--- Direction ---
Reproduce the listing below word for word, starting at its first line and stopping after the line that contains "(1251, 400)".
Task inputs start
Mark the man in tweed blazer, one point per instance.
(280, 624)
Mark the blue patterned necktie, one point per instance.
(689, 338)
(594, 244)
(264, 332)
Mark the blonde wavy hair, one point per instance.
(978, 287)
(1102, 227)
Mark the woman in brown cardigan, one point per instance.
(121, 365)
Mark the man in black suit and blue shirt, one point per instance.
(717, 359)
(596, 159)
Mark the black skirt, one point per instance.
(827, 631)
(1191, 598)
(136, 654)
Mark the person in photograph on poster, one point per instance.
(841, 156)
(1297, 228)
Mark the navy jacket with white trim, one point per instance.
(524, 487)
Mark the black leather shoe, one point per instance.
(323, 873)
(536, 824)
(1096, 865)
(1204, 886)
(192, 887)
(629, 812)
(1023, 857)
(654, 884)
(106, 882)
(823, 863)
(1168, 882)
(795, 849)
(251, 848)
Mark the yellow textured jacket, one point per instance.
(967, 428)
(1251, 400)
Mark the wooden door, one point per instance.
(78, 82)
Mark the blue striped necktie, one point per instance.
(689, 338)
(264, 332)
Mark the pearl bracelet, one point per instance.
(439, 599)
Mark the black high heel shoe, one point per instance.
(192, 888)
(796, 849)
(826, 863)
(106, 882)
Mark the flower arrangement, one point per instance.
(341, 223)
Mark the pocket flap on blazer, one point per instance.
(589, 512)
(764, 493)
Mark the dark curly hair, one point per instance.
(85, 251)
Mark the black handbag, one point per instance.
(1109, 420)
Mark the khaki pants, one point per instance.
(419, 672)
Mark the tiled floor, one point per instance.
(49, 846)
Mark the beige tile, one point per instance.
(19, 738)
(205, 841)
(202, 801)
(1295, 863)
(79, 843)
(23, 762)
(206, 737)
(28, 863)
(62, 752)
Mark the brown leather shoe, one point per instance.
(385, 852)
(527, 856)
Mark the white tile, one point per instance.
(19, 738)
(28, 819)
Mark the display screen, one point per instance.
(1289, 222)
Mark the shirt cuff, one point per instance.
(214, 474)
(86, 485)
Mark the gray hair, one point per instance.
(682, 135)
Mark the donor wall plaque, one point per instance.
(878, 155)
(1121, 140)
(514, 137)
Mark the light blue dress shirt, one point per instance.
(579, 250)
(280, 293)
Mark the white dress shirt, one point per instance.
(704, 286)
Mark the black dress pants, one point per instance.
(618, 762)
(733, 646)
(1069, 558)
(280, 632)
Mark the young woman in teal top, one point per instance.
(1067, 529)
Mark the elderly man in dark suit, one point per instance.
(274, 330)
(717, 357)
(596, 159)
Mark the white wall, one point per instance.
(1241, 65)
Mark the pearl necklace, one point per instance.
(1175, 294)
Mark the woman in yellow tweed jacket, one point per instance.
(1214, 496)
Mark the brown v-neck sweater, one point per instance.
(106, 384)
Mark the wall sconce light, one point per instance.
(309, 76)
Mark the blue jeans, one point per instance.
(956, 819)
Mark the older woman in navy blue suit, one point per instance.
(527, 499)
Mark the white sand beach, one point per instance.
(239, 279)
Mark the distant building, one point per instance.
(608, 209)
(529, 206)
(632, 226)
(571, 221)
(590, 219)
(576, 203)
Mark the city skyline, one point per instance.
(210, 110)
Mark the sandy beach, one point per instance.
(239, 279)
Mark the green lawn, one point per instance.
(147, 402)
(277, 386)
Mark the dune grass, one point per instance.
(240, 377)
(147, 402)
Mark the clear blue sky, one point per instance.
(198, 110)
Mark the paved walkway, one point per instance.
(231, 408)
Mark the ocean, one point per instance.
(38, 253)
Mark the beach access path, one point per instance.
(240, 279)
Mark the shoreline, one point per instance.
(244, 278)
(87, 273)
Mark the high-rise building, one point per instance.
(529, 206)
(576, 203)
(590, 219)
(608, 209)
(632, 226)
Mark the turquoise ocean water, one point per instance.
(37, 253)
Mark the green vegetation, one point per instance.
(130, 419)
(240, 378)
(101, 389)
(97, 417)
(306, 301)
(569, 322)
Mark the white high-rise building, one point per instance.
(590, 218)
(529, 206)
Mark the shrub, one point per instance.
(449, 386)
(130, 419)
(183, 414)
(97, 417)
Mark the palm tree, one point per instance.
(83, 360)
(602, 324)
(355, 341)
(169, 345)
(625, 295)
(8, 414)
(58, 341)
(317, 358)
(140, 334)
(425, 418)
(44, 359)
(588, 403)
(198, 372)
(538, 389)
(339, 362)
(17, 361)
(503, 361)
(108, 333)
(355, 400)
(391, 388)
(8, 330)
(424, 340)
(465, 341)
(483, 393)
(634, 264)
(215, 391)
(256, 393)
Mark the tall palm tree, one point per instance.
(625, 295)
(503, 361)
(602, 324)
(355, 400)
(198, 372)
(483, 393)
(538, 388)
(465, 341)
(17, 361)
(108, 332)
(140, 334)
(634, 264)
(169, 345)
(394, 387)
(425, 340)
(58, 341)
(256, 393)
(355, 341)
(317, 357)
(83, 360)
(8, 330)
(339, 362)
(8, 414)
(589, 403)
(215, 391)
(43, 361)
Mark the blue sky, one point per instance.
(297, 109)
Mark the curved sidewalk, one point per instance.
Task inputs end
--- Written answer ---
Mark the man in tweed blazer, one point per instance.
(280, 624)
Mark the blue patterned necktie, one point per instance.
(689, 338)
(594, 244)
(264, 332)
Mark the blonde wavy hair, one point per instance.
(978, 287)
(1102, 227)
Mark the woman in brown cardigan, one point per instance.
(121, 365)
Mark the man in black suit and blue shirt, one point per instance.
(717, 359)
(596, 159)
Mark the black skirt, one point per instance.
(827, 631)
(1191, 598)
(136, 654)
Mark the person in photograph on poster, one point per instance.
(841, 156)
(1297, 228)
Mark the navy jacket with white trim, one point per instance.
(524, 487)
Mark the black leather shoe, one point per instance.
(323, 873)
(536, 824)
(1096, 865)
(1204, 886)
(192, 887)
(629, 812)
(1023, 857)
(654, 884)
(106, 882)
(823, 863)
(1168, 882)
(795, 849)
(251, 848)
Mark the yellow textured jacket, one point per instance.
(967, 428)
(1251, 400)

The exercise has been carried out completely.